**PROBLEM STATEMENT:**
Your answer should consist of the lines in the data below that contain "tower".
- Opening Delimiter -
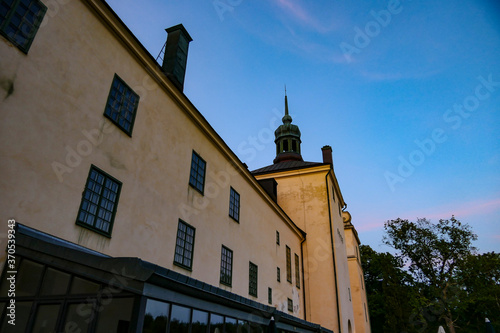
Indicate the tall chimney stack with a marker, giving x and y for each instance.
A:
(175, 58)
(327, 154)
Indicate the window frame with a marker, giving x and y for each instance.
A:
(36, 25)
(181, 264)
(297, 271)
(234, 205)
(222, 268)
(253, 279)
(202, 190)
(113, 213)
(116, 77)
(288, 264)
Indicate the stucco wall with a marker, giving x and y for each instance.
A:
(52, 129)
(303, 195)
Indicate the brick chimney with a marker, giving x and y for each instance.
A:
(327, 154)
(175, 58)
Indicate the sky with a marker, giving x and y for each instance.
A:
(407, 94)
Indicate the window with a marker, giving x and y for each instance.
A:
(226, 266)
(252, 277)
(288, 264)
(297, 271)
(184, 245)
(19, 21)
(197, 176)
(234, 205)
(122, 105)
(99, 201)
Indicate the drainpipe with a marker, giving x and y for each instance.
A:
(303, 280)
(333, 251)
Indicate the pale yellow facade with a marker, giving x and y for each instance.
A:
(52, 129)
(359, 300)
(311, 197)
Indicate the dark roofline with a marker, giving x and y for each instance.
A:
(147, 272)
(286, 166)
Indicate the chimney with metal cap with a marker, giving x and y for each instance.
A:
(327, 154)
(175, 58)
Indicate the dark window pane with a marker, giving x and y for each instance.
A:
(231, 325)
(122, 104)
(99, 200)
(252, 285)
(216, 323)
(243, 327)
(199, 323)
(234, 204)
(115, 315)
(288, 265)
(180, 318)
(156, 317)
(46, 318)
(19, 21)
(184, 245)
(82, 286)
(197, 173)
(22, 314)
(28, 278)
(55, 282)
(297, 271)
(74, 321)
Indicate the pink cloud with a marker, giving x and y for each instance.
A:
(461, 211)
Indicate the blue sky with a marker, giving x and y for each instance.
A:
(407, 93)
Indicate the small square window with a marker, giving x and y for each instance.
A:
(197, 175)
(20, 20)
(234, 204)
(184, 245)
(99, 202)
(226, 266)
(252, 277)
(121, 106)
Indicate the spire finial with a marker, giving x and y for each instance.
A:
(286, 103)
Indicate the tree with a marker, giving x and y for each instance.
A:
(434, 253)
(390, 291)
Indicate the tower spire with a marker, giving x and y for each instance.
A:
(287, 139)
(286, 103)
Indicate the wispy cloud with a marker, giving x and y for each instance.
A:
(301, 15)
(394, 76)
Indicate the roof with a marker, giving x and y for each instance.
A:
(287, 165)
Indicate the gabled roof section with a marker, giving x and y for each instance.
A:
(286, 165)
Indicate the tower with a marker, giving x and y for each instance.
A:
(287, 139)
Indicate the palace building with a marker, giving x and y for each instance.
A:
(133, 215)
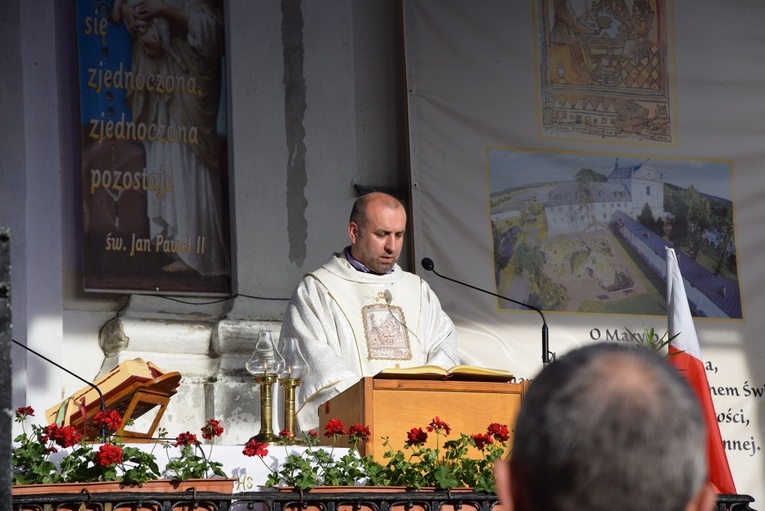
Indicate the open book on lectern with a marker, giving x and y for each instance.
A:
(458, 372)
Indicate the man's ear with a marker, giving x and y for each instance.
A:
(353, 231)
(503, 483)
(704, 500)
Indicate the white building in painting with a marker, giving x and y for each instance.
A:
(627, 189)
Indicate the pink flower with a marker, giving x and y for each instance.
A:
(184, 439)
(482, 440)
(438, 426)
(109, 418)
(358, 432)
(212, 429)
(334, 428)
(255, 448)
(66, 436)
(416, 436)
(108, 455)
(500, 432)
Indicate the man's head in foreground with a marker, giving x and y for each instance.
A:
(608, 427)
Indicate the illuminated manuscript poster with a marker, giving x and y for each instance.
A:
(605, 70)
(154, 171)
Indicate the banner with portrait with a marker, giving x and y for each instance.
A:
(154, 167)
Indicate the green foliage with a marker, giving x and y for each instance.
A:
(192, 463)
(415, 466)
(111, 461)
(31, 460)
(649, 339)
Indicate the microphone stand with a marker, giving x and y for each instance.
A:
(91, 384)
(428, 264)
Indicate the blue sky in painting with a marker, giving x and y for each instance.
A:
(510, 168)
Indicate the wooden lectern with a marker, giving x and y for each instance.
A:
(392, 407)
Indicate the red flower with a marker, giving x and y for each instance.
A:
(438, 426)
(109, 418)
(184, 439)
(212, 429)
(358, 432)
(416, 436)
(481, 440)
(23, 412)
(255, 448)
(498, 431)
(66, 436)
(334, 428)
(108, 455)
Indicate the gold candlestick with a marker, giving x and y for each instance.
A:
- Closing Delimiter -
**SOLUTION:**
Indicate the tower spire with a marker, giving x and y for each instance.
Indicate the tower with a marker, giving x and y for each instance.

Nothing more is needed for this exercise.